REQUIREMENT A:
Echo the passage on managing SaaS for remote work word for word, from its first sentence to its last.
REQUIREMENT B:
Duplicate the listing lines, beginning at the line that contains "Exercise. Put one point on each instance of the transparent" and stopping after the line that contains "point(196, 123)". Leave the pictures out of your copy.

For most organizations, fully remote workforces were unthinkable ten years ago. But, with advances in cloud computing and SaaS, now large swathes of workers can contribute to their organizations regardless of location, with the only requirement being a reliable Internet connection.
But if you’re new to the remote work game, figuring how to transform the IT asset policies that make sense at the office into your employees’ living room, kitchen, or spare bedroom can be a challenge.
At Zylo, we work with the full range of businesses, from enterprises steeped in history and tradition (including companies established more than 100 years ago) to digital natives (including multi-billion dollar firms founded in just the last decade). No two companies’ workforce or technology inventories are identical, but when remote work or a distributed workforce is concerned, recurring themes present themselves.
A sound SaaS management strategy can enable IT to manage risk, create more effective employee collaboration, and drive cost savings – no matter where employees work. Here’s how to manage SaaS assets in the fast-coming age of the fully distributed workforce and remote work.
One of the first keys to making remote work effective is standardizing the tools that employees use. Take video conferencing, for example; There are more than 100 tools on the market today that offer video conferencing.
And while most employees know a few big brands, in the age of SaaS, a large organization’s departments and teams’ tech stacks in large organizations frequently become “tribalized” with unique tools.
Your Sales teams may prefer a video conferencing tool like Zoom, while Engineering uses GoToMeeting. But now that your entire workforce is remote, it’s essential to standardize.
Selecting a standard tool and explicitly communicating that to employees eliminates confusion about what tools to use when. Tool standardization can also create overall savings by consolidating duplicate purchases into enterprise license agreements with volume discounts and other more enterprise-friendly pricing.
Remember those applications conveniently standardized for your teams? Put them in a place where employees can find them easily. The easier you make it for employees to view and request access to vetted applications, the less likely they are to turn to acquiring new software subscriptions on their own and creating shadow IT.
This “place” can be an easily accessible shared spreadsheet or another document that lists applications by function and owner with clear instructions on how to request access to a license or seat.

INPUT ROWS:

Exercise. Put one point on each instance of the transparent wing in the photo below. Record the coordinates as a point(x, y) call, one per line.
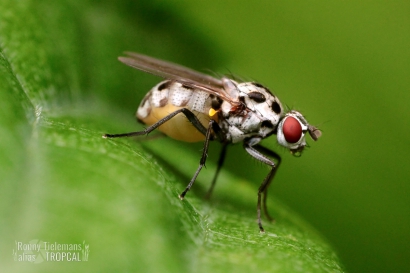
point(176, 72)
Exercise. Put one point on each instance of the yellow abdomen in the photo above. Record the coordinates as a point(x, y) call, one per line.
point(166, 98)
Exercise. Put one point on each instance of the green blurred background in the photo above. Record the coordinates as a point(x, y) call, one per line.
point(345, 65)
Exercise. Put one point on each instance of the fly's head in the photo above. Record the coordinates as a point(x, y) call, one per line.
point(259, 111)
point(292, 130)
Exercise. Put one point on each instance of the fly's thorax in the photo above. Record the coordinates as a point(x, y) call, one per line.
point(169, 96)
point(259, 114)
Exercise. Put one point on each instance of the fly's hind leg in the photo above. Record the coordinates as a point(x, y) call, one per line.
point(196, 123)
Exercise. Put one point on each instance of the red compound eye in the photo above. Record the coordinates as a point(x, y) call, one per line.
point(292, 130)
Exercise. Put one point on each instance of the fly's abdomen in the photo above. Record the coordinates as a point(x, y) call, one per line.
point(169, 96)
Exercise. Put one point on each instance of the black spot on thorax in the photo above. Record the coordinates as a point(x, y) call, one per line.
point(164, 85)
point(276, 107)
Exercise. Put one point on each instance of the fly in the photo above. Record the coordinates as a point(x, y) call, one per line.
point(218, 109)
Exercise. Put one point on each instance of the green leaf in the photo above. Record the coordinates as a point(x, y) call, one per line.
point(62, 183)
* * *
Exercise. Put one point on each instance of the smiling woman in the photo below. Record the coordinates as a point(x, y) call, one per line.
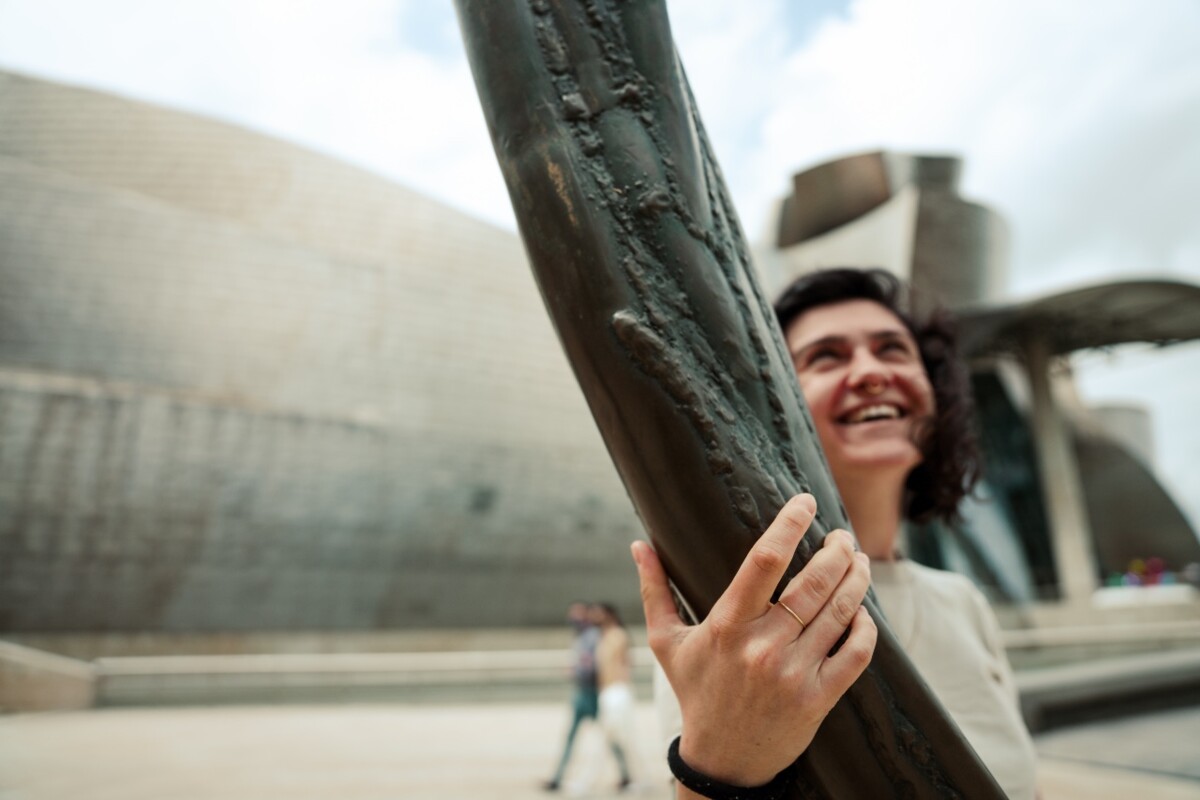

FULL SOLUTION A:
For most organizations, fully remote workforces were unthinkable ten years ago. But, with advances in cloud computing and SaaS, now large swathes of workers can contribute to their organizations regardless of location, with the only requirement being a reliable Internet connection.
But if you’re new to the remote work game, figuring how to transform the IT asset policies that make sense at the office into your employees’ living room, kitchen, or spare bedroom can be a challenge.
At Zylo, we work with the full range of businesses, from enterprises steeped in history and tradition (including companies established more than 100 years ago) to digital natives (including multi-billion dollar firms founded in just the last decade). No two companies’ workforce or technology inventories are identical, but when remote work or a distributed workforce is concerned, recurring themes present themselves.
A sound SaaS management strategy can enable IT to manage risk, create more effective employee collaboration, and drive cost savings – no matter where employees work. Here’s how to manage SaaS assets in the fast-coming age of the fully distributed workforce and remote work.
One of the first keys to making remote work effective is standardizing the tools that employees use. Take video conferencing, for example; There are more than 100 tools on the market today that offer video conferencing.
And while most employees know a few big brands, in the age of SaaS, a large organization’s departments and teams’ tech stacks in large organizations frequently become “tribalized” with unique tools.
Your Sales teams may prefer a video conferencing tool like Zoom, while Engineering uses GoToMeeting. But now that your entire workforce is remote, it’s essential to standardize.
Selecting a standard tool and explicitly communicating that to employees eliminates confusion about what tools to use when. Tool standardization can also create overall savings by consolidating duplicate purchases into enterprise license agreements with volume discounts and other more enterprise-friendly pricing.
Remember those applications conveniently standardized for your teams? Put them in a place where employees can find them easily. The easier you make it for employees to view and request access to vetted applications, the less likely they are to turn to acquiring new software subscriptions on their own and creating shadow IT.
This “place” can be an easily accessible shared spreadsheet or another document that lists applications by function and owner with clear instructions on how to request access to a license or seat.

FULL SOLUTION B:
Exercise. Put one point on each instance of the transparent wing in the photo below. Record the coordinates as a point(x, y) call, one per line.
point(176, 72)
Exercise. Put one point on each instance of the yellow abdomen in the photo above. Record the coordinates as a point(x, y) call, one per line.
point(166, 98)
Exercise. Put one point on each instance of the green blurred background in the photo above. Record the coordinates as a point(x, y) call, one per line.
point(345, 65)
Exercise. Put one point on each instance of the fly's head in the photo above. Record the coordinates as a point(x, y) call, one per line.
point(259, 111)
point(292, 130)
Exercise. Put one point on each instance of the fly's thorax in the photo above. Record the coordinates as a point(x, y) call, one per line.
point(169, 96)
point(259, 114)
Exercise. Put one point on each instance of the fly's hind leg in the photo above. Record the coordinates as a point(x, y) call, one per line.
point(196, 123)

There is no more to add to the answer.